Исходный фрагмент:
О том, как нелепо звучит в этой обстановке песня «Как во городе было во Казани», говорить, видимо, не стоит. Но здесь важно другое: один из важнейших для понимания сути народной драмы Мусоргского диалог Гришки с Шинкаркой постановщик решает не в общественно-политическом ключе, претензия на который так и брызжет из оформительского абриса спектакля, а в сексуальном: Шинкарка помогает Гришке не из сочувствующей солидарности как «страдальцу за правду», а потому что он весь такой молодой, короткостриженный и с лампасами. Вот после этой сцены мне стало совсем скучно, потому что интерпретация этого диалога — лакмусовая бумажка понимания режиссёром внутренней драматургии центрального конфликта оперы: Народ-Власть. И если режиссёр претендует на серьёзную злободневную актуализацию такого произведения, как «Борис Годунов», то именно эта сцена должна стать ключевой в его антиправительственном манифесте. Но для этого нужно мыслить материалом, а не штампами, которыми он оброс.

Грэм Вик мыслит штампами, и это удручает. Материал для него не просто чуждый, но и не сильно глубоко изученный, отчего предложенная им актуализация становится лишь сменой интерьеров и переодеванием из костюмов XVII века в костюмы века XXI, усугубляемой нарушениями как внешней, так и внутренней драматургии первоисточника. К сожалению, расхождений между текстом и происходящим на сцене раздражающе много. Причем расхождения эти касаются не только исторических реалий, естественно сопротивляющихся чрезмерной модернизации, но и ситуативных несуразностей.

Таково, например, двоеперстное крещение Варлаама, которое теоретически можно воспринимать как намёк на раскольничьи корни побирающихся монахов. Практически же столь тонкая метафора никак не вписывается в общую концепцию грубоватого упрощения. Или знаменитая сцена с юродивым, которого режиссёр делает панк-идолом в окружении поклонниц-старлеток, почему-то отнимающих у своего кумира копеечку: даже если опустить момент абсурдности в современных экономических реалиях переживаний человека из-за копеечки, то выглядит странной жалоба юродивого на «мальчишек», тогда как обидели его «девчонки». Совершенно нелепы мизансцены в Государственной думе, когда Борис, обращаясь к боярам, стоит к ним задом и смотрит при этом в камеру. Само это навязчивое присутствие телерепортёров Первого канала можно интерпретировать как медийный информационный фильтр, но идея эта опять же не получает в работе режиссёра никакого завершенного продолжения. К знаковым несуразностям нельзя не отнести и тот факт, что в финальной сцене практически все участники сидят, и только Борис (царь!) стоит. Даже Пимен, приглашенный для «дачи показаний», садится, тогда как Борис слушает его стоя.

Конечно, можно всем этим нелепостям при желании придумать какое-то символическое обоснование, но дело в том, что глубинное непонимание режиссёром поставленного им произведения проявляется именно в таких деталях, поскольку они — не случайная недоработка, а безжалостные аргументы для финального эпикриза: если постановщик не владеет материалом даже на иллюстративно убедительном уровне, то ожидать от его подхода более серьёзного препарирования уже не приходится.

Задание: Дословно перепишите из текста о постановке «Бориса Годунова» часть, которая открывается словами «Грэм Вик мыслит» и завершается словами «и ситуативных несуразностей.».

Записанные сведения:
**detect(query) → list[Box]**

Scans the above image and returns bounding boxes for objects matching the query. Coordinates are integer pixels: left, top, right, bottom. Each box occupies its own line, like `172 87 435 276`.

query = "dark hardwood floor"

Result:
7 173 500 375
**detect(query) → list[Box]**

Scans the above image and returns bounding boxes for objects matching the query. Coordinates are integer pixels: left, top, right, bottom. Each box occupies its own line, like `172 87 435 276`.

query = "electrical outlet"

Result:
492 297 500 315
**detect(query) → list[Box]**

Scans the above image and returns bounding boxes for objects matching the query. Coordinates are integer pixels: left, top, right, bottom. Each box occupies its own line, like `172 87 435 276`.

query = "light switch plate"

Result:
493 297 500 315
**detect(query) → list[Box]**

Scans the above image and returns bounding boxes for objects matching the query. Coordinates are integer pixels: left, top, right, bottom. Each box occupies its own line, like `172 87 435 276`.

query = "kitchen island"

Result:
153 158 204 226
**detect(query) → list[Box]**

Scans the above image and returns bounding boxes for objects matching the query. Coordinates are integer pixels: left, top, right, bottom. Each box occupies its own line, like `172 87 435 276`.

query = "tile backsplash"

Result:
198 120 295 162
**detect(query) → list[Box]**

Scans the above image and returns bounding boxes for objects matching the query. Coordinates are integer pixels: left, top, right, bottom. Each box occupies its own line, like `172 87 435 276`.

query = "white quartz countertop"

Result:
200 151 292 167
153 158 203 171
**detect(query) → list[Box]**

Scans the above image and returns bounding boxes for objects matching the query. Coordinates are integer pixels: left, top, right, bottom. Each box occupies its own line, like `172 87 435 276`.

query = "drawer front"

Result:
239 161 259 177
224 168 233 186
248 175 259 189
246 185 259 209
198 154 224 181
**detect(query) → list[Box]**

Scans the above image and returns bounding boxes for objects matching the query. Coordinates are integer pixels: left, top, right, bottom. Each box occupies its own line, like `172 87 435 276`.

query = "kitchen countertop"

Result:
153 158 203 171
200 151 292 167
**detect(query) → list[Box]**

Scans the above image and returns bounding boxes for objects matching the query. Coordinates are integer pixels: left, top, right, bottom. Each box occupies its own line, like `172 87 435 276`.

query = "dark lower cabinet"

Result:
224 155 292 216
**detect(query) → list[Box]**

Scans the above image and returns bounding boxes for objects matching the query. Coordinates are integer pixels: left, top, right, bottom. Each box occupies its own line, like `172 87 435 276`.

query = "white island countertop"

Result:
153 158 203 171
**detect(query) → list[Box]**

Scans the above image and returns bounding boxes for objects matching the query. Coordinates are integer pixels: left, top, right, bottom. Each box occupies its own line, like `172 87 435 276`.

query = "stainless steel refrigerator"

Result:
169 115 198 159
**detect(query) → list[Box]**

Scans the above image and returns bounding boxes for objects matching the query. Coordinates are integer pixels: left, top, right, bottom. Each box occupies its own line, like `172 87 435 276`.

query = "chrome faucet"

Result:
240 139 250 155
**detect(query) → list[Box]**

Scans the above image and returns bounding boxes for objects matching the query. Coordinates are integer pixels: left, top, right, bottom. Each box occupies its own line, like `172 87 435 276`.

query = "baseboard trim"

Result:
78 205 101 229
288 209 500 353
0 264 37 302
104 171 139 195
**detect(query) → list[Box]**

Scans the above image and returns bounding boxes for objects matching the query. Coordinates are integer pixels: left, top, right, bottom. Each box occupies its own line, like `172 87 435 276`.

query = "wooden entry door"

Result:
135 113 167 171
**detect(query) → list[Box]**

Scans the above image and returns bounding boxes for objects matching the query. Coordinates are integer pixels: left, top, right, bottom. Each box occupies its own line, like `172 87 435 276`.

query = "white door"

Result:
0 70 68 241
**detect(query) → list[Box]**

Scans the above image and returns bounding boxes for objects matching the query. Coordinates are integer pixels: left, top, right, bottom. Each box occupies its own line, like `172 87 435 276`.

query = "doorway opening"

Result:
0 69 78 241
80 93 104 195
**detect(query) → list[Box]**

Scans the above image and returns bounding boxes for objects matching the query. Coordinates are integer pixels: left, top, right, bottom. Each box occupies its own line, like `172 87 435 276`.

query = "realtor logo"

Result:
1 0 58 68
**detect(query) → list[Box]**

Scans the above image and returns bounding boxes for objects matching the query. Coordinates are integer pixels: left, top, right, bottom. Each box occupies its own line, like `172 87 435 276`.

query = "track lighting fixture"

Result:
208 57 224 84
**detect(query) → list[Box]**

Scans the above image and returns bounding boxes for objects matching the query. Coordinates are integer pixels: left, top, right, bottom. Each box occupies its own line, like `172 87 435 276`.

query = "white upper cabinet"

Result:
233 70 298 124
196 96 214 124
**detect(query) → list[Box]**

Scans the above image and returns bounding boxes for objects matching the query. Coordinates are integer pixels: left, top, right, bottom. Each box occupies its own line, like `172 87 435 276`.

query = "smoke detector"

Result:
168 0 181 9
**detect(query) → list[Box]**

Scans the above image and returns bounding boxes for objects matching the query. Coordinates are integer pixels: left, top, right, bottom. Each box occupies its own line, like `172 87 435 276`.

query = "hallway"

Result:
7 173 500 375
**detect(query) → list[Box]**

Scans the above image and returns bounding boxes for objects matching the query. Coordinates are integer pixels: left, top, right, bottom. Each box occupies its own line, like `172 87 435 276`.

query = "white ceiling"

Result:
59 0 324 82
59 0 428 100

Решение:
Грэм Вик мыслит штампами, и это удручает. Материал для него не просто чуждый, но и не сильно глубоко изученный, отчего предложенная им актуализация становится лишь сменой интерьеров и переодеванием из костюмов XVII века в костюмы века XXI, усугубляемой нарушениями как внешней, так и внутренней драматургии первоисточника. К сожалению, расхождений между текстом и происходящим на сцене раздражающе много. Причем расхождения эти касаются не только исторических реалий, естественно сопротивляющихся чрезмерной модернизации, но и ситуативных несуразностей.